---------- PROVIDED RECORDS ----------

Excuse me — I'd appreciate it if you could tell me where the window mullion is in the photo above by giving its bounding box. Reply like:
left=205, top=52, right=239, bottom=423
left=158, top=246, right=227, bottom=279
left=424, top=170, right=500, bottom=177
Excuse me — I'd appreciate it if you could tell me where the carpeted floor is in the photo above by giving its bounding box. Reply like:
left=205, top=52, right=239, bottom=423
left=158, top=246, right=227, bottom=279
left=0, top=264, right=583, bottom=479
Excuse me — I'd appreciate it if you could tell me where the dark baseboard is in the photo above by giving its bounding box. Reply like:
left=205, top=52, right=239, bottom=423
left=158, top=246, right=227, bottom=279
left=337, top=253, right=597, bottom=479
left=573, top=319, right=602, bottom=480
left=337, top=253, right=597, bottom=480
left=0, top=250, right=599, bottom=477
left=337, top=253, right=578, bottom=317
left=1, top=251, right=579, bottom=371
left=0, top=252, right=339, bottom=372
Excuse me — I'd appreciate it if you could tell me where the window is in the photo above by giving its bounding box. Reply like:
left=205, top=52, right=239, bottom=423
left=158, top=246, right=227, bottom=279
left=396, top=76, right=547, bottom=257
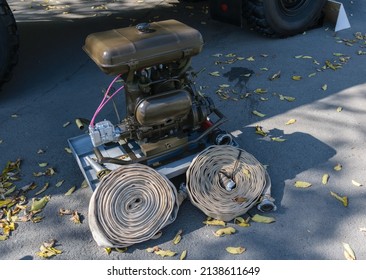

----------

Please show every line above that includes the word "photo".

EXERCISE RESULT:
Excuse me — I'd appreciate it if you could tell me where the window mullion is in the photo above by giving its bounding box. Reply like:
Excuse me — I'd appreciate it if you could tell me where the carpeted floor is in the photo above by giving its bounding box. Reply like:
Excuse me — I'd appreciate it if you could tell me where the dark baseboard is in the photo above by giving its bounding box. Reply like:
Excuse me — I'd appreciate it if you could tell me where the window is in the photo above by giving its bounding box. Reply like:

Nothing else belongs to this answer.